> [Extracted data]:
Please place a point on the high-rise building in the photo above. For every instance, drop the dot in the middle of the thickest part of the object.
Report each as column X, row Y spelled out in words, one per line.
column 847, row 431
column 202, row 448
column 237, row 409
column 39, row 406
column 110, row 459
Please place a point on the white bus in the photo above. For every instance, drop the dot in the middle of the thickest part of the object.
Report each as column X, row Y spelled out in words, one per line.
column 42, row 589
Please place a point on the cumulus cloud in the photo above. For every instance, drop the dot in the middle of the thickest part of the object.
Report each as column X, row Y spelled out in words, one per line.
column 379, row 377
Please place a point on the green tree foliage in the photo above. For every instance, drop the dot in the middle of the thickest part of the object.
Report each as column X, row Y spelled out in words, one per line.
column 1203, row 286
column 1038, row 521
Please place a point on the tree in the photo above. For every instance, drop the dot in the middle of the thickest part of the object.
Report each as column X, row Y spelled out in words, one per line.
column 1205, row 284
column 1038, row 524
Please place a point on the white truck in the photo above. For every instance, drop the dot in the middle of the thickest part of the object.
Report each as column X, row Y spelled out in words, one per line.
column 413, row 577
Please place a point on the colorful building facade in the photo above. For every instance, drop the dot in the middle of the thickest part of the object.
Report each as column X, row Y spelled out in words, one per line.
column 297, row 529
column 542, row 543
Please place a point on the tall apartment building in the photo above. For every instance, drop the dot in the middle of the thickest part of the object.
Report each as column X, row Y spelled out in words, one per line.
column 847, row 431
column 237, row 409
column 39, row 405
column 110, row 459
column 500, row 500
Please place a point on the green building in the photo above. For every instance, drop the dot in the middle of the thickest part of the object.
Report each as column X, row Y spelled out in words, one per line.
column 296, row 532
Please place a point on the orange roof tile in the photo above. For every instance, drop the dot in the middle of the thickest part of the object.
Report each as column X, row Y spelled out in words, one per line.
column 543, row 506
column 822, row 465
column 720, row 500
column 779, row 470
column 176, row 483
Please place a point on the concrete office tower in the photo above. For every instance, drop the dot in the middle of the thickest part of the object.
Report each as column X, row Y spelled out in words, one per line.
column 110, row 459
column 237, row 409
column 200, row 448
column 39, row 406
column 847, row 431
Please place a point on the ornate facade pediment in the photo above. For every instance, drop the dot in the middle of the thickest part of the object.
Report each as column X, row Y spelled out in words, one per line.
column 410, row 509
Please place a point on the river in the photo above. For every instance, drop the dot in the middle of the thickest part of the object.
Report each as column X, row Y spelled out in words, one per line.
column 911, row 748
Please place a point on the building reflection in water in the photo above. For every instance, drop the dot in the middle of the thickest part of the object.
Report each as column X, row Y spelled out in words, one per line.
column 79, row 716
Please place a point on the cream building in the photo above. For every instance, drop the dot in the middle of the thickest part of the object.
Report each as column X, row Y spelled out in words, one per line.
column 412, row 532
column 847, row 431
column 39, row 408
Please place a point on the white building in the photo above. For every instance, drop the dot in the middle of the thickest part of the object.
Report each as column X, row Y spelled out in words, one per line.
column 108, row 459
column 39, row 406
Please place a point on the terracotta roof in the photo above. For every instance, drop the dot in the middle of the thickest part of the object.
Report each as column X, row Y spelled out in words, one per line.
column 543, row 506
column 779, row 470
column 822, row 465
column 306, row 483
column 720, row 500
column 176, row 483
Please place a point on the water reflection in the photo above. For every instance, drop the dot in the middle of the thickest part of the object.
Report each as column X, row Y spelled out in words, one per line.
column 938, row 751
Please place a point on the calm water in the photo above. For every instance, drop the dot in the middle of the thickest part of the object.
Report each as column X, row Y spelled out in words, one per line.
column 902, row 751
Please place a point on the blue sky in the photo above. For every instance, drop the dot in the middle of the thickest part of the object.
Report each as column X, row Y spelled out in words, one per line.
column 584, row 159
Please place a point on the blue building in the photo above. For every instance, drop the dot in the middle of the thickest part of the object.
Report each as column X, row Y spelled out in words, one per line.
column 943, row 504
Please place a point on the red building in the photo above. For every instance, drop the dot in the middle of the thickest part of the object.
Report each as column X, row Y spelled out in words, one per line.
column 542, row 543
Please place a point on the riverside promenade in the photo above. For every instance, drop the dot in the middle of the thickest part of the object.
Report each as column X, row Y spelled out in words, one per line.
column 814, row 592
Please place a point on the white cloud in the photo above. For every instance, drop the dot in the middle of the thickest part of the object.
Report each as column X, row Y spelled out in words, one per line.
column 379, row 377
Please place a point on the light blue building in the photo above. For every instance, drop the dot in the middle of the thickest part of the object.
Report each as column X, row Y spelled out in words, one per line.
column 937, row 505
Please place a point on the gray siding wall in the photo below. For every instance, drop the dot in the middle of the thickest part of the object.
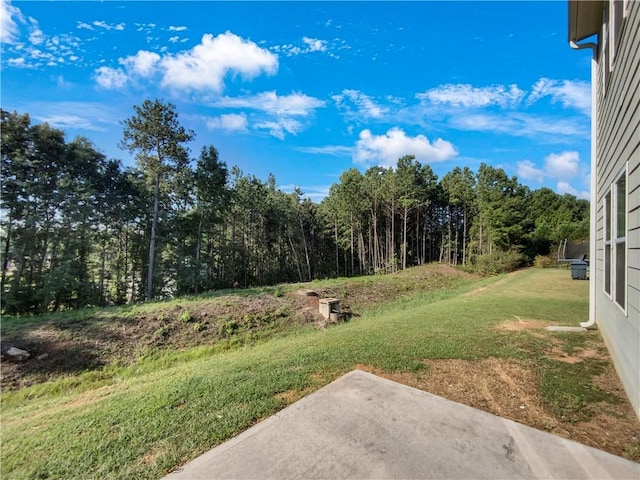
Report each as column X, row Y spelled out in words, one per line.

> [Exercise objective]: For the lines above, output exactly those from the line containing "Please place a point on the white bus" through the line containing "Please place a point on the green tree", and skip the others.

> [Exercise result]:
Please place a point on the white bus in the photo above. For every instance, drop the dot in the middle of the thickest part of the object.
Report each as column X, row Y spelled out in words, one per line.
column 42, row 589
Please place a point on the cumulus cloud in the photo above. For every instance, drop the dot in the middle of the thickest part of the object.
Report each as column X, row Y spelled out in words, one per line.
column 379, row 377
Please place a point on the green tree foliage in the photo above. For every instance, drop the dot in the middle of the thickest part of the object.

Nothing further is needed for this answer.